**Exercise prompt**
From the records below, print exactly the lines starting at the one containing "For the iron" and ending at the one containing "For the decorative", ends included, and nothing else.

**Information given**

════════

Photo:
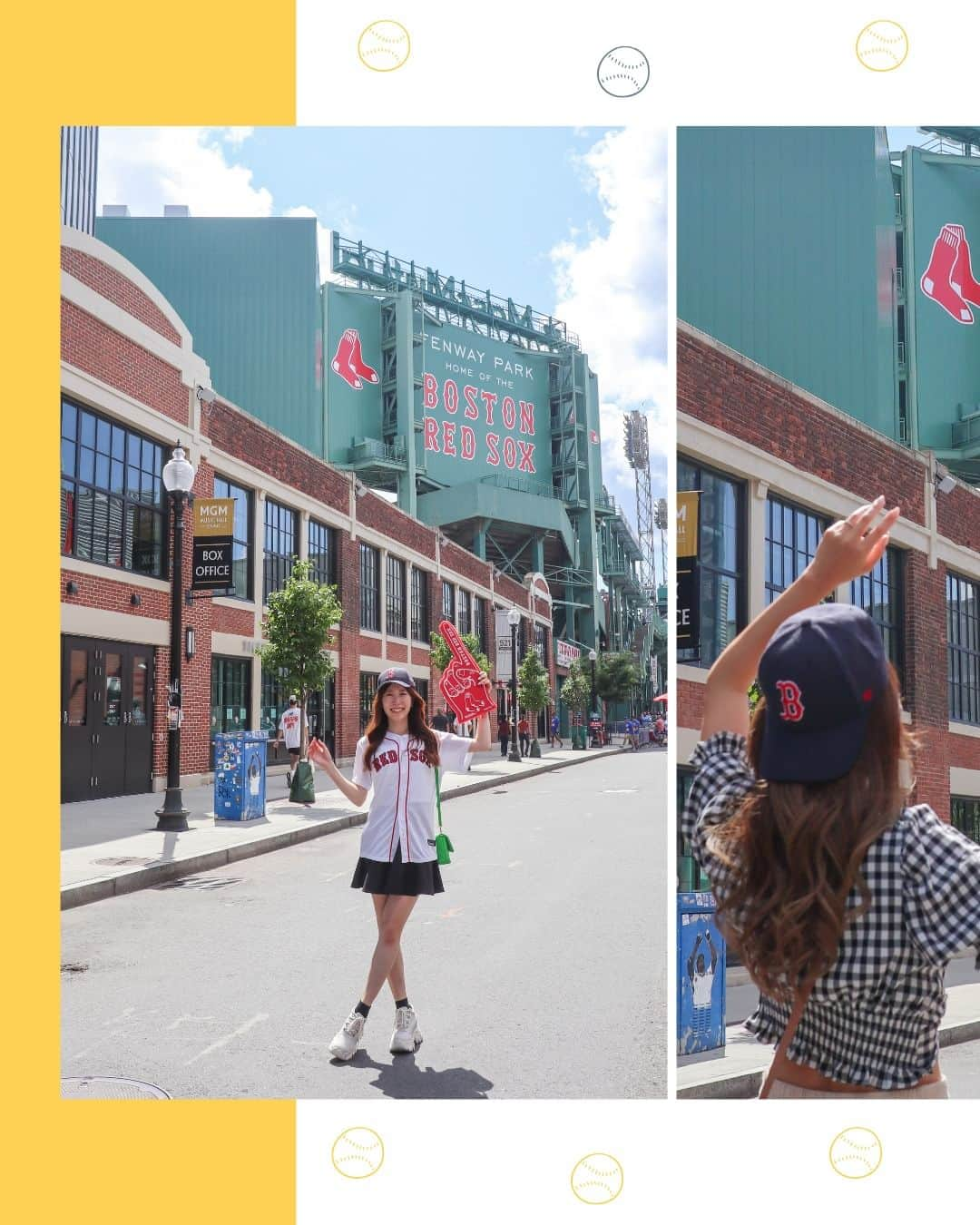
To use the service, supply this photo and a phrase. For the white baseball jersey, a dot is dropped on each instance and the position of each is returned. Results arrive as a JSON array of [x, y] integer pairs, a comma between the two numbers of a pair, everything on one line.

════════

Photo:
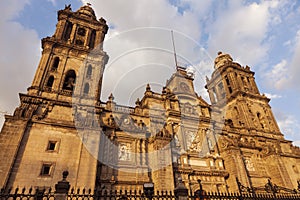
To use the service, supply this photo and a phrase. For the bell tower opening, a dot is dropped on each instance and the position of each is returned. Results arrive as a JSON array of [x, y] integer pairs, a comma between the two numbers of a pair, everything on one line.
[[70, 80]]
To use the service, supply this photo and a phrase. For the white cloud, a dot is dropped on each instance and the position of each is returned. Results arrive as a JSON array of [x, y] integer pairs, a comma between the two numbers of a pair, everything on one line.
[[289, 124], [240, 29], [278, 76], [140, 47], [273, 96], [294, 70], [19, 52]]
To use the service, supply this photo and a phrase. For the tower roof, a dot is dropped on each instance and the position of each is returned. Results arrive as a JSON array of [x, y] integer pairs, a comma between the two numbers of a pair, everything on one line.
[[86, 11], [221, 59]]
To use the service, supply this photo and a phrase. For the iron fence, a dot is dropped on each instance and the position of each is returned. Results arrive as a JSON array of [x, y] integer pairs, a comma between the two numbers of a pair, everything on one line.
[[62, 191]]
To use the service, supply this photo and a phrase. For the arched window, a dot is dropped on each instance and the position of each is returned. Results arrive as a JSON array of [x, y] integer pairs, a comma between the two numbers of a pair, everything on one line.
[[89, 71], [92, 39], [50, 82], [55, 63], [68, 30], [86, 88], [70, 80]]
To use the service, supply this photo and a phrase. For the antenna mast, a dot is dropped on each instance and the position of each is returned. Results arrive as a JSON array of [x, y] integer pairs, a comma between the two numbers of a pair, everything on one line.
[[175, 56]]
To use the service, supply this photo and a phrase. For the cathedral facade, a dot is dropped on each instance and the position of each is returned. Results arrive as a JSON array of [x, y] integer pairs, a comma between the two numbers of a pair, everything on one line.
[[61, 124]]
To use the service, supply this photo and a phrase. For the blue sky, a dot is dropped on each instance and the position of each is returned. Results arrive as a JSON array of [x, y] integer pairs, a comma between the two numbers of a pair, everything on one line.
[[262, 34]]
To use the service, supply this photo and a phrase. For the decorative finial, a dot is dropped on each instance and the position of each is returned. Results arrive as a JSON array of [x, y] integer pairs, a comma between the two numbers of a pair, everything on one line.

════════

**Expected answer**
To use the service, supply this photo and a phrase. For the iron fence, a dot is dropped on each instance and the position of each is returned. Results arrive as a JSON array of [x, y] integer pairs, a comma between the two numbers of a pair, everything on one line.
[[62, 191]]
To use the service, supply this photo and a phrase. For the arched window, a dot is dropped on each instance and the position of each is returned. Results arrive as a JSON array of [x, y] integer pairs, a comma between the two numbers of a pair, everything on one line.
[[89, 71], [92, 39], [50, 82], [55, 63], [68, 30], [86, 88], [70, 80]]
To use the service, supply this photo and a phrase. For the antenna mast, a dot is dropped on each instance and the position of each is returned. Results arrive as a JSON array of [x, y] integer pairs, a comma between the two numbers of a pair, everything on one line.
[[175, 56]]
To use the service, supply this photo and a phrase. For the cathedral facade, a dot is dropped on each instance and the position of each is returned. Results arrive as a JSON array of [x, y] integer pairs, a comma between the two numbers of a pair, everything on one line.
[[61, 124]]
To use the service, supply this photo and a phrase. For the blue sky, a dot is dropped on each instance and the position of each is returned. Results arrive as a JSON array of [x, y] integer pairs, a comma between the two numbers of a pair, everything on one line.
[[262, 34]]
To use the service, supply this photo and a phrase. For the decorative finial, a dot is dropped on each instance and the position of each is returned. Results arrive as a JSON array of [x, y] integer pairs, a comma between the two numbers of a pair, everything on one line.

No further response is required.